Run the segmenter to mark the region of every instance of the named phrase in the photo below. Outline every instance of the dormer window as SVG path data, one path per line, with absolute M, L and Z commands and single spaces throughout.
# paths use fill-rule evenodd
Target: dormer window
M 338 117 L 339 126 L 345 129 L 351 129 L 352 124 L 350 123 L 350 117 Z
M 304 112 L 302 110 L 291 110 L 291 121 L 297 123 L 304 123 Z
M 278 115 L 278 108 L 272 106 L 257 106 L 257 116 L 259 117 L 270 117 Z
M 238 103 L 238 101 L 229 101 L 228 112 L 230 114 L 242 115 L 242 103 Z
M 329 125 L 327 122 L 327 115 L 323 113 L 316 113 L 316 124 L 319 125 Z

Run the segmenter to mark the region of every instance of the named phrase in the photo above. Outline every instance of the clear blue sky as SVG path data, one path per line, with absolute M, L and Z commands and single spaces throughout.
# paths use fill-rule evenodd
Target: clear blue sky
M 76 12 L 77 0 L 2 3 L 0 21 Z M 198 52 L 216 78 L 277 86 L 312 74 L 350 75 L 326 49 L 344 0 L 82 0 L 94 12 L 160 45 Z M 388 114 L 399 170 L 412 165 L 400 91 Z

WHAT NEEDS TO BE DONE. Rescale the lines starting at the one containing "the photo above." and ending at the last line of the rows. Reproduce only those lines, requests included, and multiply every path coordinate in the answers by 1.5, rounding each result to a whole number with halves rounded up.

REPLY TO THE TASK.
Run the segmenter to mark the region of every instance of the named phrase in the photo above. Outline every instance of the clear blue sky as SVG path data, one path per line, with absolute M, L and Z commands and single spaces throughout.
# paths use fill-rule evenodd
Target: clear blue sky
M 114 18 L 116 0 L 3 5 L 0 32 Z M 297 78 L 324 117 L 416 129 L 468 111 L 525 113 L 489 74 L 516 0 L 123 0 L 141 18 L 240 68 Z M 582 171 L 599 255 L 618 248 L 600 137 Z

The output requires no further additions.